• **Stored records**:
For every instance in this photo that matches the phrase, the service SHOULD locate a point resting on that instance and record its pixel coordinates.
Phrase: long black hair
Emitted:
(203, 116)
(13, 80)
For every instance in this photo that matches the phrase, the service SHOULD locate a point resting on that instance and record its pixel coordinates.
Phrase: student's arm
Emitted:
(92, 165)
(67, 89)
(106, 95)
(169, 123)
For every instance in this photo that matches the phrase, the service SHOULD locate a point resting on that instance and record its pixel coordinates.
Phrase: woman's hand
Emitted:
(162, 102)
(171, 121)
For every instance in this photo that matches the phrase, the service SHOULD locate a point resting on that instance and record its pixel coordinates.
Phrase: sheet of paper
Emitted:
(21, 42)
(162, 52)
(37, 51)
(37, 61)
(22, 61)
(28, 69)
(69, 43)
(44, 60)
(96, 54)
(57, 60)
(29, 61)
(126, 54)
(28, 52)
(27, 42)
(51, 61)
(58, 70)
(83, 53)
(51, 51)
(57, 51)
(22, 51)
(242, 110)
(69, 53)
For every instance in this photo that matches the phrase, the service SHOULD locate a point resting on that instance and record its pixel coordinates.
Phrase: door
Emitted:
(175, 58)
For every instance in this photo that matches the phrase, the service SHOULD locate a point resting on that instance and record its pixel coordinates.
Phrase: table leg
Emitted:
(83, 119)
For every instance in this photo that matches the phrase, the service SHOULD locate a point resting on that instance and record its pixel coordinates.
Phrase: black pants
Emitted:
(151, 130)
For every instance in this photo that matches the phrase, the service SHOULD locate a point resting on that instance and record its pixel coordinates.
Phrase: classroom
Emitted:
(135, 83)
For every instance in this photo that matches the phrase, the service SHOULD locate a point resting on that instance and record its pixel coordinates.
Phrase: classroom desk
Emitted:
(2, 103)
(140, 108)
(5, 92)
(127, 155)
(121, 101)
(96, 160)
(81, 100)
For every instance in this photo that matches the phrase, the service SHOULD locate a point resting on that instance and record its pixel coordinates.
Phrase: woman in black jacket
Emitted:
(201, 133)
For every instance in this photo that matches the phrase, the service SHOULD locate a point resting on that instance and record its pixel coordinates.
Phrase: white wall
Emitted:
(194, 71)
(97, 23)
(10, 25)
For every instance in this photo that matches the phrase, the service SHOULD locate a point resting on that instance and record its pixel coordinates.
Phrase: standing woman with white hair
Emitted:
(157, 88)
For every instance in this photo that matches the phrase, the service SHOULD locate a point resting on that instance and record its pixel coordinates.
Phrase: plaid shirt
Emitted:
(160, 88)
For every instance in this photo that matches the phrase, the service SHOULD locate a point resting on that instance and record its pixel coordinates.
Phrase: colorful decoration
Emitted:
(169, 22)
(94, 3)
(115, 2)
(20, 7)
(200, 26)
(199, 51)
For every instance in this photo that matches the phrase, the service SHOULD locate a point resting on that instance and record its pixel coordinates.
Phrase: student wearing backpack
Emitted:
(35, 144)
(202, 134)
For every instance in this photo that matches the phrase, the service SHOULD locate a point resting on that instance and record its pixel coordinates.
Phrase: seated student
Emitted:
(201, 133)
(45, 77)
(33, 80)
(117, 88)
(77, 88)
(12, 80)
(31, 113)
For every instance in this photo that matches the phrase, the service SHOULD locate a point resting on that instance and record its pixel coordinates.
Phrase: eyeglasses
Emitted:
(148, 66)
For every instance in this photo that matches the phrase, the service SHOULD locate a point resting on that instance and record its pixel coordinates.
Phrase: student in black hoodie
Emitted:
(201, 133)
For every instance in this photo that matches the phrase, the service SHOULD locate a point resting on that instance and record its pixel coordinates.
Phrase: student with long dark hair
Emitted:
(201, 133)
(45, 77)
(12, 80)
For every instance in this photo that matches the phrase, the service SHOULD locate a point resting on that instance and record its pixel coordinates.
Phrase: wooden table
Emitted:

• **What to do**: All of the entries above must be quoted exactly.

• **Problem solution**:
For every instance in this photo that matches the phrase, the service SHOULD locate a point resting on that instance and record its pixel coordinates.
Phrase: long black hair
Emitted:
(203, 116)
(13, 80)
For every instance in this photo that matches the phrase, the service SHOULD locate a point resting on that instance and record its pixel coordinates.
Phrase: student's arm
Emitted:
(92, 165)
(67, 89)
(106, 95)
(169, 123)
For every instance in this photo that matches the phrase, the service SHOULD locate a point resting on that instance and record its pixel coordinates.
Phrase: woman's hand
Emitted:
(162, 102)
(171, 121)
For every instance in this photo that matches the phrase, the service SHOULD locate a point resting on that instance and record its pixel coordinates.
Phrase: sheet of paper
Emitted:
(21, 42)
(162, 52)
(37, 51)
(37, 61)
(22, 61)
(28, 69)
(69, 43)
(44, 60)
(96, 54)
(57, 60)
(29, 61)
(126, 54)
(28, 52)
(27, 42)
(51, 61)
(58, 70)
(83, 53)
(51, 51)
(57, 51)
(22, 51)
(242, 110)
(69, 53)
For every instance in this photo that matches the phrase, the service SHOULD locate a point resting on that instance and record its pixel coordinates.
Phrase: door
Emitted:
(175, 58)
For every instance in this photo that matches the phrase, the service SHOULD locate a point resting on that instance and record its pixel coordinates.
Phrase: table leg
Emitted:
(83, 119)
For every instance in this photo that matches the phrase, the service SHOULD locate a point resting on that instance and record its pixel coordinates.
Phrase: black pants
Emitted:
(151, 130)
For every instance in this photo that matches the phrase, the service SHOULD locate a point resting on that instance and record its pixel coordinates.
Phrase: classroom
Emitted:
(135, 83)
For every instance in this photo that matches the phrase, the service SHOULD locate a point resting on that instance and record its pixel coordinates.
Phrase: classroom desk
Emitted:
(2, 103)
(140, 108)
(5, 92)
(127, 155)
(121, 101)
(96, 160)
(81, 100)
For every instance in this photo that matches the phrase, the service SHOULD locate a point resting on that instance and record its pixel coordinates.
Phrase: woman in black jacket
Emitted:
(201, 133)
For every instance in this photo that matches the phrase, the service SHOULD locate a point resting on that instance and record its pixel coordinates.
Phrase: white wall
Emitted:
(194, 71)
(97, 23)
(10, 25)
For every instance in this photo that matches the phrase, the service SHOULD locate a point resting on that instance and record its pixel coordinates.
Phrase: standing woman with white hair
Emitted:
(157, 88)
For every instance in this photo that matches the phrase, the service SHOULD locate a point resting on that instance and record its pixel coordinates.
Phrase: plaid shirt
Emitted:
(160, 88)
For every instance in this photo that matches the phrase, the service SHOULD locate a point resting on that instance and record its pixel coordinates.
Phrase: colorful decoration
Emitted:
(169, 22)
(94, 3)
(115, 2)
(20, 7)
(200, 26)
(199, 51)
For every instance in this photo that matches the phrase, the service SHOULD locate a point resting on that instance and record its pixel coordinates.
Phrase: student wearing backpack
Emitted:
(35, 144)
(202, 134)
For every instance in this photo that matches the phrase, the service SHOULD locate a point resting on that instance and record its pixel coordinates.
Phrase: seated student
Emitted:
(201, 133)
(45, 77)
(33, 80)
(117, 88)
(77, 88)
(12, 80)
(31, 113)
For every instance in this photo that matches the phrase, the service SHOULD locate a point resting on that instance and record its pixel coordinates.
Phrase: eyeglasses
Emitted:
(148, 66)
For every instance in this photo that matches the phrase, the service SHOULD locate a point resting on that instance and record its pixel coordinates.
Phrase: student in black hoodie
Emitted:
(201, 133)
For every instance in this photo that matches the phrase, the service SHOULD locate a point resting on that instance and record its pixel coordinates.
Phrase: student with long dark hair
Emitted:
(201, 133)
(45, 77)
(12, 80)
For every instance in this photo that matches the phrase, the service SHOULD locate a point resting on that instance and record its pixel coordinates.
Phrase: wooden table
Emitted:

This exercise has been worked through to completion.